PROBLEM: Retype the tail of the data exactly, starting at the line containing "Can you find the monkey's arm?" and stopping at the last line.
++++++++++
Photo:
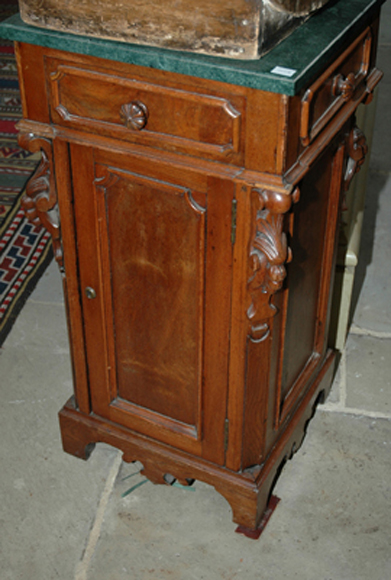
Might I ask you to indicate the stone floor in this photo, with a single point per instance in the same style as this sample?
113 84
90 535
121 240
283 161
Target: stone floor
61 518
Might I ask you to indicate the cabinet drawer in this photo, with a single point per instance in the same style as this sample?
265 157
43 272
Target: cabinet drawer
131 108
335 87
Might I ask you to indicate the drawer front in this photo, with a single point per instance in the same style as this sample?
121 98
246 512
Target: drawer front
335 87
132 109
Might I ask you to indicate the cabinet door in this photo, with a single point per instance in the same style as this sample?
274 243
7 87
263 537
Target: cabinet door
155 265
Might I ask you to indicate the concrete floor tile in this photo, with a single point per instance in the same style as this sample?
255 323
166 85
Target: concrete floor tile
49 498
49 289
335 392
368 383
332 522
372 291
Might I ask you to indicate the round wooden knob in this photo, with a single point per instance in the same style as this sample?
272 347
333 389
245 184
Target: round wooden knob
344 86
134 115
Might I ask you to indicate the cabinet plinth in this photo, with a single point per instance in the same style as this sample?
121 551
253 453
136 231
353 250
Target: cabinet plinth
195 223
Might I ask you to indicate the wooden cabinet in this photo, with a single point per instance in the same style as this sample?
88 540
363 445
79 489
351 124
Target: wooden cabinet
197 231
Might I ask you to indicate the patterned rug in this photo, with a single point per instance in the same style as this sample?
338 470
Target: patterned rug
25 250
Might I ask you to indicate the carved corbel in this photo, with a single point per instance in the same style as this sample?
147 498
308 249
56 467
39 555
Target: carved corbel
40 200
357 149
269 253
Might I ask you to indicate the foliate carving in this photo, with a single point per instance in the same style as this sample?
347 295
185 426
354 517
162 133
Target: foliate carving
357 149
40 200
269 253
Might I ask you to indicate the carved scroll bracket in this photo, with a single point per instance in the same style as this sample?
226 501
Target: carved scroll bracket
269 253
40 200
357 149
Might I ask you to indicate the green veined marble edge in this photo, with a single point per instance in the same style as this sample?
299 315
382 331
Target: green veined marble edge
306 50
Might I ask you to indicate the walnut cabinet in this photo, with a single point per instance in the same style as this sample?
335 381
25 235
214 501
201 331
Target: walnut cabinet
195 223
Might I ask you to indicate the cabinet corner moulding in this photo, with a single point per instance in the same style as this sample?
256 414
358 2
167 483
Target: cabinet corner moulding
40 200
357 150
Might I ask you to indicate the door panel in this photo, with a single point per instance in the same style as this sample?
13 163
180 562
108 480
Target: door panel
155 257
147 330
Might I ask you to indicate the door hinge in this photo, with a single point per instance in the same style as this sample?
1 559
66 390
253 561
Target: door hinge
226 434
233 221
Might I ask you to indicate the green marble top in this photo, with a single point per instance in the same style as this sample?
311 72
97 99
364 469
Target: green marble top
305 51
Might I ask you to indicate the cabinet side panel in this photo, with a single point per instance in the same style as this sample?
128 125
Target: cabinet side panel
305 271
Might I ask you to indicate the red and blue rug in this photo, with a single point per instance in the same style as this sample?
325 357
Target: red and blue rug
25 250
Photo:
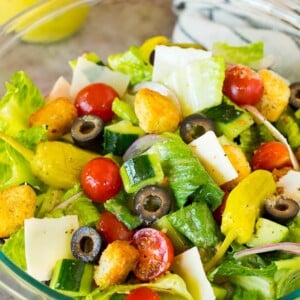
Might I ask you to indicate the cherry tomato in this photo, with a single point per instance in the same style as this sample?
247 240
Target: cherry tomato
142 293
156 253
271 155
242 85
101 179
112 229
96 99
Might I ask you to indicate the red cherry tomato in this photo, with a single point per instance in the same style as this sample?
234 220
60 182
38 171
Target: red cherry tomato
96 99
112 229
271 155
156 253
142 293
101 179
242 85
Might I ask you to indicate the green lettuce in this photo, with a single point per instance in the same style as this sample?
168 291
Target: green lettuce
14 168
250 54
22 98
131 63
195 222
185 173
169 287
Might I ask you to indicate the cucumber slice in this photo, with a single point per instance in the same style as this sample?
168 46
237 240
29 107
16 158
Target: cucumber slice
72 277
119 136
140 171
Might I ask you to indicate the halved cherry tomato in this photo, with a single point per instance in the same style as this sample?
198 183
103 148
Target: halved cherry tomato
101 179
96 99
112 229
142 293
243 85
156 253
271 155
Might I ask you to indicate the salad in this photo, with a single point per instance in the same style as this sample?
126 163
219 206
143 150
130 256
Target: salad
168 171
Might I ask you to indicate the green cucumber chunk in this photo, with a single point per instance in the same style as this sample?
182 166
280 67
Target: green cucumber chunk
229 119
268 232
72 277
140 171
119 136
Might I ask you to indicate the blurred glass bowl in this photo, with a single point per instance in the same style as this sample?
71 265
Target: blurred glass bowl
110 27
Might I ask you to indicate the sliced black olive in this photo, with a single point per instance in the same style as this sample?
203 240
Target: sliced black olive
87 132
281 209
193 126
151 203
87 244
294 99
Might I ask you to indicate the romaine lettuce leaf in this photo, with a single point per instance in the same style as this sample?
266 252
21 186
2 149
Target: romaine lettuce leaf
21 99
184 172
195 222
14 168
131 63
250 54
169 286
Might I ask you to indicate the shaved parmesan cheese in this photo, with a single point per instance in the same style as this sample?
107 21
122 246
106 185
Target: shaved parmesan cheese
188 265
46 241
167 59
213 157
61 88
87 72
290 182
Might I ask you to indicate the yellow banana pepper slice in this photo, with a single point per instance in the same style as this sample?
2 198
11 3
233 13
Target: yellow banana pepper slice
243 207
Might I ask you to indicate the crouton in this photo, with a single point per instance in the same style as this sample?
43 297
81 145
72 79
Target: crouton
275 97
17 204
58 115
156 113
239 162
115 263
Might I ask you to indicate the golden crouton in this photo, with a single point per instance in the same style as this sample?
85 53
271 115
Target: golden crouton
116 261
156 113
17 204
239 162
58 115
275 97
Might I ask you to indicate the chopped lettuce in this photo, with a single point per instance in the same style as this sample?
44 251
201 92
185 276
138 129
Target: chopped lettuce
14 248
287 277
131 63
14 168
169 287
185 173
289 126
21 99
250 54
195 222
119 206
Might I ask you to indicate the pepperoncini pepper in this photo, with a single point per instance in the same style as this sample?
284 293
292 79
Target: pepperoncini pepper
243 207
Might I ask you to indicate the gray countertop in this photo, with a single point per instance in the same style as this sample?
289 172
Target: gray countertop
127 22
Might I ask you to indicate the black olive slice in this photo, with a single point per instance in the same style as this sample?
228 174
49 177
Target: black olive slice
87 244
193 126
294 99
151 203
87 132
281 209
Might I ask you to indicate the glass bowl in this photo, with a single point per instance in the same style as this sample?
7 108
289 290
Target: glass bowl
111 27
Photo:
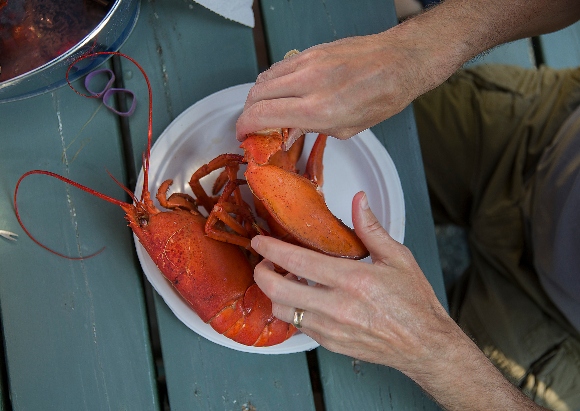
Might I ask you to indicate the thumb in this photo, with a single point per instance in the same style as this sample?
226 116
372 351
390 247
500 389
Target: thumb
369 229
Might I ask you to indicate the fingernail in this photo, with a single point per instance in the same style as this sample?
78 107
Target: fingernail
255 242
364 203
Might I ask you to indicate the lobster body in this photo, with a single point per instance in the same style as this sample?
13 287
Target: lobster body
294 201
209 261
214 278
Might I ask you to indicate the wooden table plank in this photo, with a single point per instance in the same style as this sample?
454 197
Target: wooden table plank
562 48
350 384
75 332
189 53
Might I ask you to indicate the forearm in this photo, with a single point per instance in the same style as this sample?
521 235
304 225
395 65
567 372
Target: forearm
444 37
460 377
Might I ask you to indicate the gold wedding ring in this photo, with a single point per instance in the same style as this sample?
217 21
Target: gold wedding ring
291 53
298 315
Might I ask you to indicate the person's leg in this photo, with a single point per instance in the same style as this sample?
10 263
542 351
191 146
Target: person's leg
482 134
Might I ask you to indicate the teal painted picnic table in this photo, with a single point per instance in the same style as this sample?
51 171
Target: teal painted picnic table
92 334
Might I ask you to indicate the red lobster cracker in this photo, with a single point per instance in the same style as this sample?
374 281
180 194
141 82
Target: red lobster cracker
215 277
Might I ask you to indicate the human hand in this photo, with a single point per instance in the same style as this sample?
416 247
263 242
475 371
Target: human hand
385 312
338 88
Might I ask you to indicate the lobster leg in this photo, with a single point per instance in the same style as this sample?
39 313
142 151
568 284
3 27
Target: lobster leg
231 162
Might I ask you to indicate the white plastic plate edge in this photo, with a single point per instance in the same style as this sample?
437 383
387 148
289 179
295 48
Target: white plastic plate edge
385 198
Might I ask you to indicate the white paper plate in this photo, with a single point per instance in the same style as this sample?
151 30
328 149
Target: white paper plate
207 129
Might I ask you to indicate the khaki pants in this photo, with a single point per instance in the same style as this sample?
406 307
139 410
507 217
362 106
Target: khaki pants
482 134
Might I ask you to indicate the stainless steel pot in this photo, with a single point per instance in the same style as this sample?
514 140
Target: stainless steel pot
108 35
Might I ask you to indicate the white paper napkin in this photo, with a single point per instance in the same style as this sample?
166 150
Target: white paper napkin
236 10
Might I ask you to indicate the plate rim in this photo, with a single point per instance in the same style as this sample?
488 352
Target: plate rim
177 123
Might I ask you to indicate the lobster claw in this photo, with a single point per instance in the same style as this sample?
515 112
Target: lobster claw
296 202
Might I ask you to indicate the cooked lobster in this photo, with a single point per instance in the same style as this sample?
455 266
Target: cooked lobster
209 260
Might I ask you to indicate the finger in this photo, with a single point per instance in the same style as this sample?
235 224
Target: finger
380 244
304 263
281 68
284 290
277 113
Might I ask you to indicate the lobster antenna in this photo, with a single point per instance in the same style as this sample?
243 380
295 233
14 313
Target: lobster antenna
68 181
150 108
112 200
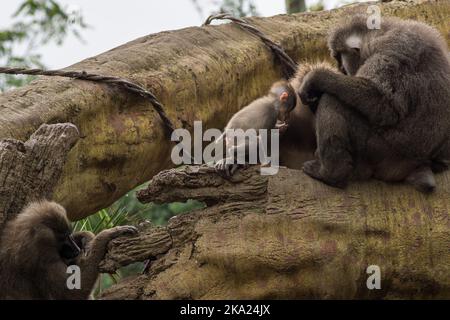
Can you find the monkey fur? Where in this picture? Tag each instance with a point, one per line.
(38, 246)
(268, 112)
(298, 142)
(387, 113)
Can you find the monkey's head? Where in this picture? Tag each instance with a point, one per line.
(348, 43)
(285, 99)
(46, 226)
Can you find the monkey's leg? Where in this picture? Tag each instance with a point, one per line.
(441, 162)
(336, 129)
(422, 179)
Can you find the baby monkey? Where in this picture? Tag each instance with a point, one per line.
(269, 112)
(38, 246)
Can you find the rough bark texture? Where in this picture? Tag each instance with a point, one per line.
(30, 171)
(199, 73)
(288, 236)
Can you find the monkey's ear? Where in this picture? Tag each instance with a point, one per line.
(284, 96)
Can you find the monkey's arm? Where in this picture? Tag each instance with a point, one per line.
(358, 93)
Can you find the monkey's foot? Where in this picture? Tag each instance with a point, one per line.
(313, 169)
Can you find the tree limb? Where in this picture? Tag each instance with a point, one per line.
(297, 239)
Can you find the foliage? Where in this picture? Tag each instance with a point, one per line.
(37, 23)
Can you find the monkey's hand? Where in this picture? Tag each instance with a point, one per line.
++++++++++
OUTPUT:
Can you find the monkey's arm? Where in this picture? Tag each instance with a point, one per line.
(358, 93)
Can you find the monkey's foot? Where in this picture? Tag each instance with a point, one per line.
(313, 169)
Can you find the tree limb? Where in this picture? Tag each instance with a point, one per line.
(297, 239)
Can you find the foliage? Where in this picture? Tag each instance with a point, one per line.
(37, 23)
Can you find the monkey's hand? Where in this picture? Tag each instance with a point, one per line.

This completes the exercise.